Starting with the line that contains "Objective: one point per instance of the tongue", reproduce each line through the end of the listing below, with no other output.

==== EXTRACTED MATERIAL ====

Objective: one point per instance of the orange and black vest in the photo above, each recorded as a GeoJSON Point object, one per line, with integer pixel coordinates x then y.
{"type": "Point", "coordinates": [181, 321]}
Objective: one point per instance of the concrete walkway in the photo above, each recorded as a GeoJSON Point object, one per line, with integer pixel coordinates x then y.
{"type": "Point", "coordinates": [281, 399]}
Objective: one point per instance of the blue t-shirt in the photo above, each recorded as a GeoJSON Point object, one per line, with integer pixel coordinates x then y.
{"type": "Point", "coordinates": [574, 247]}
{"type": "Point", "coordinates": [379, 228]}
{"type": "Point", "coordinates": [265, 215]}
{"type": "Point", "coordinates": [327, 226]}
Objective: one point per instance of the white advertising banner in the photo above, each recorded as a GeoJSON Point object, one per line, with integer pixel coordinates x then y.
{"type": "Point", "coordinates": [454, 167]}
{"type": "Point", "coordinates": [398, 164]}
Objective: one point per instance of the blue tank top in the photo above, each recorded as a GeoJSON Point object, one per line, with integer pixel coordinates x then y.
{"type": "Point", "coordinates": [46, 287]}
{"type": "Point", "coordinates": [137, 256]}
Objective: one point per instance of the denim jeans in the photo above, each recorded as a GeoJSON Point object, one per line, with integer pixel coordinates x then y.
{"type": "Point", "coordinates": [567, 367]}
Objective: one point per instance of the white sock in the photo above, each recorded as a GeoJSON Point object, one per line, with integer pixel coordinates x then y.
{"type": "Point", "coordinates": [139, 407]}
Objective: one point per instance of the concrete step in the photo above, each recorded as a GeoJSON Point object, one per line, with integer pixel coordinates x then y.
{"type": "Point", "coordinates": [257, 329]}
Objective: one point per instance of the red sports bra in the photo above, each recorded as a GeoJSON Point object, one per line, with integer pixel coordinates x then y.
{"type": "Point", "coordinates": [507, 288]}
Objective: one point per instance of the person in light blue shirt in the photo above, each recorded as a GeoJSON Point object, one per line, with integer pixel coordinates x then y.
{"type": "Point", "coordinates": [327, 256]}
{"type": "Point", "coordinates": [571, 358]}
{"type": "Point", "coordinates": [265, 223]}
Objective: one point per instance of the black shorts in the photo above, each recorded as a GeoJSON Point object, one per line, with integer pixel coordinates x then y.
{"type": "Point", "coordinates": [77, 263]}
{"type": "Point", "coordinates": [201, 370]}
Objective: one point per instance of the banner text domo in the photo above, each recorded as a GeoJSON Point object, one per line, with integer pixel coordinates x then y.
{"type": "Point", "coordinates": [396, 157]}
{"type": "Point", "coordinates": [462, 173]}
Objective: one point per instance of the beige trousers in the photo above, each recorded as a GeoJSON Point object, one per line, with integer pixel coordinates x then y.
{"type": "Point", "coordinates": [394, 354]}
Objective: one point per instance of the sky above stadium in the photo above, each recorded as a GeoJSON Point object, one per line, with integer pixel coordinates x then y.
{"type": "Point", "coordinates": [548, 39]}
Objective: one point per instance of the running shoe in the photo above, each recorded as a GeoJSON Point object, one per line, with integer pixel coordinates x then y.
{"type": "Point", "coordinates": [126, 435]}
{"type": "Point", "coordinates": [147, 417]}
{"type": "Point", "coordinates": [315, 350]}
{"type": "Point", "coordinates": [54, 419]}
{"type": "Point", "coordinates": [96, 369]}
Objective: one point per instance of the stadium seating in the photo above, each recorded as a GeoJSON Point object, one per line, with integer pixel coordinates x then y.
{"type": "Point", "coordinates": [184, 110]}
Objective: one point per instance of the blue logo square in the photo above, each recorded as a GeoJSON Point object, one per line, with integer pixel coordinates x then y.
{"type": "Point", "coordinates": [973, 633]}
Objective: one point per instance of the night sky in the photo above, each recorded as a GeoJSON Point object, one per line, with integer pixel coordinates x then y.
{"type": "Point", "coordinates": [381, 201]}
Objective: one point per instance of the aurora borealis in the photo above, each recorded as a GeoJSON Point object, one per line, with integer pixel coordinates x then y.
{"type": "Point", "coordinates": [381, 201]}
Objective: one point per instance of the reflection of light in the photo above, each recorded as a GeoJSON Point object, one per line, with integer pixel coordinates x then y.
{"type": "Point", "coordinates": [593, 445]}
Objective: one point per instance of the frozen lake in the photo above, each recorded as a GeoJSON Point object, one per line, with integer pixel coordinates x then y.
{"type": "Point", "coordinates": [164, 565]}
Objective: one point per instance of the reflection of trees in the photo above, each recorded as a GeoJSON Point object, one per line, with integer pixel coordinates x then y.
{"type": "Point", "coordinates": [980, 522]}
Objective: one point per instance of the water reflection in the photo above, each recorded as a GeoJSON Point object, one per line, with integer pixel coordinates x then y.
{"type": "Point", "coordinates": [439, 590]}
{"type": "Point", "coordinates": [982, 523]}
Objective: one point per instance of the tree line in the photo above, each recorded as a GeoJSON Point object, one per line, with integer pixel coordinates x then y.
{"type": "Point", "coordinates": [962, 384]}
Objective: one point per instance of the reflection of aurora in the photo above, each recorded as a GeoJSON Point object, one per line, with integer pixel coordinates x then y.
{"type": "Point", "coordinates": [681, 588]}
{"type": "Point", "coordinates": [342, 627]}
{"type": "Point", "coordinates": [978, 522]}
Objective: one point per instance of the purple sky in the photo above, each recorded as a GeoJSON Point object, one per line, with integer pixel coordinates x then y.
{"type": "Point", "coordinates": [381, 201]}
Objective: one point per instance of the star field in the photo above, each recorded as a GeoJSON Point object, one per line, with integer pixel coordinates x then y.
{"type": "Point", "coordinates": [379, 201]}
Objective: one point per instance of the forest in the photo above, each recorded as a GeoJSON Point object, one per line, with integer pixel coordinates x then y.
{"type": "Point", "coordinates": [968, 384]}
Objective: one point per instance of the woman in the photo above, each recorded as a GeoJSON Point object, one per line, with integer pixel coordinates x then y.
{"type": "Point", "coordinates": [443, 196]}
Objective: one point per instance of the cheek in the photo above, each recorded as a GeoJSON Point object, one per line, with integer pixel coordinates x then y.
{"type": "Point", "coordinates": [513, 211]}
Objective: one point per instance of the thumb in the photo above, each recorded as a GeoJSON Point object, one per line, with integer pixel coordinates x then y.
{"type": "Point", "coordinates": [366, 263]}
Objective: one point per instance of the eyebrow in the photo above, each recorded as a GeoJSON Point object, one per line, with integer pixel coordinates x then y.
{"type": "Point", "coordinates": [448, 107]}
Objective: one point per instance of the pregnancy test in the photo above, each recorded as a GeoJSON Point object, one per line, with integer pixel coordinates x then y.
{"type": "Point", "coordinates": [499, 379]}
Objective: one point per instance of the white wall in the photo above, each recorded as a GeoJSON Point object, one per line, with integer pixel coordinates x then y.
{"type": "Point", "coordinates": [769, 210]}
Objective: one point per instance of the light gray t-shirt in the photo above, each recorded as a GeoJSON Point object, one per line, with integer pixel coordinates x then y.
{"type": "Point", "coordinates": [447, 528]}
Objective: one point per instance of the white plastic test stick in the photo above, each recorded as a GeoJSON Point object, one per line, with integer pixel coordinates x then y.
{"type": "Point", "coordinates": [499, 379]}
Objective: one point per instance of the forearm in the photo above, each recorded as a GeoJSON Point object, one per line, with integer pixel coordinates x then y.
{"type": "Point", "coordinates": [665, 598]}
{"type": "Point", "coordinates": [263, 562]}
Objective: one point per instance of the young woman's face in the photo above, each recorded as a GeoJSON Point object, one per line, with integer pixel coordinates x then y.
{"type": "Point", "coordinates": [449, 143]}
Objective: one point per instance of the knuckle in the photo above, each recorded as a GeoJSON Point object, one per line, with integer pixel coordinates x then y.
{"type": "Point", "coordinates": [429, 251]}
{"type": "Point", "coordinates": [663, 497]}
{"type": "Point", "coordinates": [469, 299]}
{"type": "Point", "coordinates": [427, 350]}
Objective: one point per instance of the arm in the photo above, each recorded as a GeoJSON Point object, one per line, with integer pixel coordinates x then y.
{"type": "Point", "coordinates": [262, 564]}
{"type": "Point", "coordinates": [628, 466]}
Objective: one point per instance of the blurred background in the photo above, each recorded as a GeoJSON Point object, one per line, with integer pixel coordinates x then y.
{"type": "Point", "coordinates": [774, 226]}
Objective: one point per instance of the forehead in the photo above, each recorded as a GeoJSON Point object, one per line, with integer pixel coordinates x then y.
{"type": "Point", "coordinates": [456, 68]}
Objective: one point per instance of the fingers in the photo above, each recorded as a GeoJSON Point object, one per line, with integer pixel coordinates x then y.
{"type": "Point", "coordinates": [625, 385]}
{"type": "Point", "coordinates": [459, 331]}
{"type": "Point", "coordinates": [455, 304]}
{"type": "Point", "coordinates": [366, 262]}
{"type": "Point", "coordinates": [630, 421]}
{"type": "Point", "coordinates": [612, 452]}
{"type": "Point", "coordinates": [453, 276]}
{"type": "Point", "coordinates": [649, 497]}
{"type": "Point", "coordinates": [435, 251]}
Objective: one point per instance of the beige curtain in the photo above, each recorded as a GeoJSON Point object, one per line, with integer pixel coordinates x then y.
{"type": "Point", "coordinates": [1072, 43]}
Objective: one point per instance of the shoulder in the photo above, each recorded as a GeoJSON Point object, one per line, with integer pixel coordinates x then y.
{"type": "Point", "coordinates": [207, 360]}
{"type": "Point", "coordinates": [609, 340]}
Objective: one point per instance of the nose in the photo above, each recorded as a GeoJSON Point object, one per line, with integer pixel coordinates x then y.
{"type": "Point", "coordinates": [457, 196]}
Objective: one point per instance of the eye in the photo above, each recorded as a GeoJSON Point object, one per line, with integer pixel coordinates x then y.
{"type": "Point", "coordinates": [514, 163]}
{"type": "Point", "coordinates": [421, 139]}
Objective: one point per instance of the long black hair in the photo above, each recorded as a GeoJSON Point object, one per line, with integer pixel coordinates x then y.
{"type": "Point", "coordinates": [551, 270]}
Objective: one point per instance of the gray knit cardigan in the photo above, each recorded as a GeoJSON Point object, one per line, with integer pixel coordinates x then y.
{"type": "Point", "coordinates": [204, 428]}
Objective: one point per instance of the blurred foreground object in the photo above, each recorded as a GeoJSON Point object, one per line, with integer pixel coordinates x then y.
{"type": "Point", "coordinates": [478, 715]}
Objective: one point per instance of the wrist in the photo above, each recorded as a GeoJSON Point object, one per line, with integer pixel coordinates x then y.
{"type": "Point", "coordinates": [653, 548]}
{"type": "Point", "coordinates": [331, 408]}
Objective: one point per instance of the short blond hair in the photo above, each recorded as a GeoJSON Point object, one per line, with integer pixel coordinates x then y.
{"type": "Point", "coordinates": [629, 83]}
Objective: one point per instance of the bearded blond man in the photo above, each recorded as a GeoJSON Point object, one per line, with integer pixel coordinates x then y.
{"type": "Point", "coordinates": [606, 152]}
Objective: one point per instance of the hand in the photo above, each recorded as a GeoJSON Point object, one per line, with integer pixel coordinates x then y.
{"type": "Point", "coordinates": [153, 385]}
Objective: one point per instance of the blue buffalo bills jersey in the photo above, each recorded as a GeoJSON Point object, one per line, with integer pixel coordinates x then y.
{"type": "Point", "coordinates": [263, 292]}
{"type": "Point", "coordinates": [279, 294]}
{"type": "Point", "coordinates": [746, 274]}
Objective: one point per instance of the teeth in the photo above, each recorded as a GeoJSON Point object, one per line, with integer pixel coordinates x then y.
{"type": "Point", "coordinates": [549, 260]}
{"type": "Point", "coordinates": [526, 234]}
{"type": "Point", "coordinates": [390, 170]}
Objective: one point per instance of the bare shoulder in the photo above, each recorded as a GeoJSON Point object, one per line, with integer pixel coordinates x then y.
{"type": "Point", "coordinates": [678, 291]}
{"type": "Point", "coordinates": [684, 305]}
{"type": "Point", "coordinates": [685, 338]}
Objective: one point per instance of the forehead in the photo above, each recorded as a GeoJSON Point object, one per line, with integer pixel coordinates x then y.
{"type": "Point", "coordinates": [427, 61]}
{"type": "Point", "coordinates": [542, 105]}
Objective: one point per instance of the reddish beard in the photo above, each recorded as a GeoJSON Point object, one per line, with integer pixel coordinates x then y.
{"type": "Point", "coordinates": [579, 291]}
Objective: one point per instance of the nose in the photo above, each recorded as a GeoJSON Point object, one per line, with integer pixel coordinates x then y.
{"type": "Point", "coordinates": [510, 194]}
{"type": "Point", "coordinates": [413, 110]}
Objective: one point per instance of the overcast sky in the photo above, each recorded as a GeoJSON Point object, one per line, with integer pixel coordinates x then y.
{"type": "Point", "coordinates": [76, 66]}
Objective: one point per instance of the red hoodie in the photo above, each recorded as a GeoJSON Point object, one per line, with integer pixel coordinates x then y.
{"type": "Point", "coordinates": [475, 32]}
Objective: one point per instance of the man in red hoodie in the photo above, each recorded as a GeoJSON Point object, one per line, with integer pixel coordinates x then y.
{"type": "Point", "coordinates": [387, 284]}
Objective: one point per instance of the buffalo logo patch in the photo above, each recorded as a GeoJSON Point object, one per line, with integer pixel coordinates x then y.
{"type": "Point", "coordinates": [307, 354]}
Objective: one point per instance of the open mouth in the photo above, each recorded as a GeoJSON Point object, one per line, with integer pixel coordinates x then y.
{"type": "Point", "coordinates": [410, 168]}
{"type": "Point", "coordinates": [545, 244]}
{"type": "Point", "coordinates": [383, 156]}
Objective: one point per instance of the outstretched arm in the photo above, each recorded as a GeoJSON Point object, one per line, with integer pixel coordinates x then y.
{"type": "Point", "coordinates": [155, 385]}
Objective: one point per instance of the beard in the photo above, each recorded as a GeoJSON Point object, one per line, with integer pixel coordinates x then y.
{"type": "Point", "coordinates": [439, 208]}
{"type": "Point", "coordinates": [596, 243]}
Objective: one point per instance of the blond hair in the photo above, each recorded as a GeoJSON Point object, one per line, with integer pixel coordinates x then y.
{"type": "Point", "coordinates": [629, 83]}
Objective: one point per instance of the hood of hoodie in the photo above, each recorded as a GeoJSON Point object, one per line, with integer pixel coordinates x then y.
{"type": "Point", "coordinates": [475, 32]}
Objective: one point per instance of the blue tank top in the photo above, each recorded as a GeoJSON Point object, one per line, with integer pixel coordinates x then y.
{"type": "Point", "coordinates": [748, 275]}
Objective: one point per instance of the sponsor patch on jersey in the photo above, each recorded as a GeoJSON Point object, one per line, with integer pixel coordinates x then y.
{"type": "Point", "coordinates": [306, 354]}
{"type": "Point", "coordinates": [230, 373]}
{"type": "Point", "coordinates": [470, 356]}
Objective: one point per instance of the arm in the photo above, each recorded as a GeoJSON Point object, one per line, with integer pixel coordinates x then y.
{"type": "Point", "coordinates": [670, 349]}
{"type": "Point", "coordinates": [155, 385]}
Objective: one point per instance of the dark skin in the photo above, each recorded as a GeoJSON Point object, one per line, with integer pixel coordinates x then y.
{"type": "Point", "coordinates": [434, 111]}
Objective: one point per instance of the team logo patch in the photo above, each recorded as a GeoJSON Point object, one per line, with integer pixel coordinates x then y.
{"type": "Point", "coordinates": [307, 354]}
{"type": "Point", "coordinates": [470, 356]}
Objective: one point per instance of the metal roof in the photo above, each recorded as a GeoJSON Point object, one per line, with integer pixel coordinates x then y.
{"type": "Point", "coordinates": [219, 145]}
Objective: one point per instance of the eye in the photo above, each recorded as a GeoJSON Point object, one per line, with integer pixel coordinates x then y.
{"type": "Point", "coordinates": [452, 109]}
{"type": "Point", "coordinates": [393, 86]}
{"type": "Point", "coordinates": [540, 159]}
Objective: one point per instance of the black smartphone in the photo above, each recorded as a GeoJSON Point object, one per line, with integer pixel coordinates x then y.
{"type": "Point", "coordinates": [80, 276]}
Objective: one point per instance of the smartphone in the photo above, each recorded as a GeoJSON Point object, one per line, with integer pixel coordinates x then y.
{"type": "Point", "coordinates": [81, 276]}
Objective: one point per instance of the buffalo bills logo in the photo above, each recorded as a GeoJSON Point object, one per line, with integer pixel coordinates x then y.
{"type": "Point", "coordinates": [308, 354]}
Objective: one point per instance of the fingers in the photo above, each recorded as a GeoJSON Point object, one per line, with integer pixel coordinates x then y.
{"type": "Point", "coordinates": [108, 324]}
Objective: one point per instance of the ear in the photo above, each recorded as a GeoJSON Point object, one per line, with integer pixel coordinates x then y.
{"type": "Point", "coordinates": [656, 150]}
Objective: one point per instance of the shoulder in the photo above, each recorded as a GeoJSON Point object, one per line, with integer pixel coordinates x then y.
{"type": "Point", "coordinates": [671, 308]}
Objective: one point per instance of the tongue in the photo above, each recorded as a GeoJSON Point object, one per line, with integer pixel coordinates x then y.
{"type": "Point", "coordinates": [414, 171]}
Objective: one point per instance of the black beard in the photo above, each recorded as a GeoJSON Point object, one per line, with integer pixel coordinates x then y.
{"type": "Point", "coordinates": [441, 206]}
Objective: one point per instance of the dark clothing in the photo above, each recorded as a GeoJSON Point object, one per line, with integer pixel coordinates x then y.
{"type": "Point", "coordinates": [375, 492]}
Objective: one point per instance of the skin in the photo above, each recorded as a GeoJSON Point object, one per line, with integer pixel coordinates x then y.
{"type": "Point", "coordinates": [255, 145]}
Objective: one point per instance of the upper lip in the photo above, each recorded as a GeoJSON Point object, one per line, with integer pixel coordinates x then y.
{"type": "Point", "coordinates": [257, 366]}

====

RESULT OF THIS TASK>
Objective: one point per instance of the tongue in the photo above, each recorded as a GeoJSON Point object, one per line, with integer pixel coordinates x then y.
{"type": "Point", "coordinates": [414, 171]}
Objective: one point per instance of the black beard in the photo above, each recorded as a GeoJSON Point object, one per line, with integer pixel coordinates x then y.
{"type": "Point", "coordinates": [441, 206]}
Objective: one point per instance of the dark clothing in the photo above, each recorded as a GeoJSON Point object, one per line, with integer pixel coordinates x then y.
{"type": "Point", "coordinates": [375, 492]}
Objective: one point per instance of the skin in the photo above, each recorded as a GeoJSON Point object, one per line, with integer pixel coordinates x then y.
{"type": "Point", "coordinates": [255, 145]}
Objective: one point per instance of the upper lip in the photo above, each recorded as a GeoJSON Point object, one per line, with integer pixel coordinates x then y.
{"type": "Point", "coordinates": [257, 366]}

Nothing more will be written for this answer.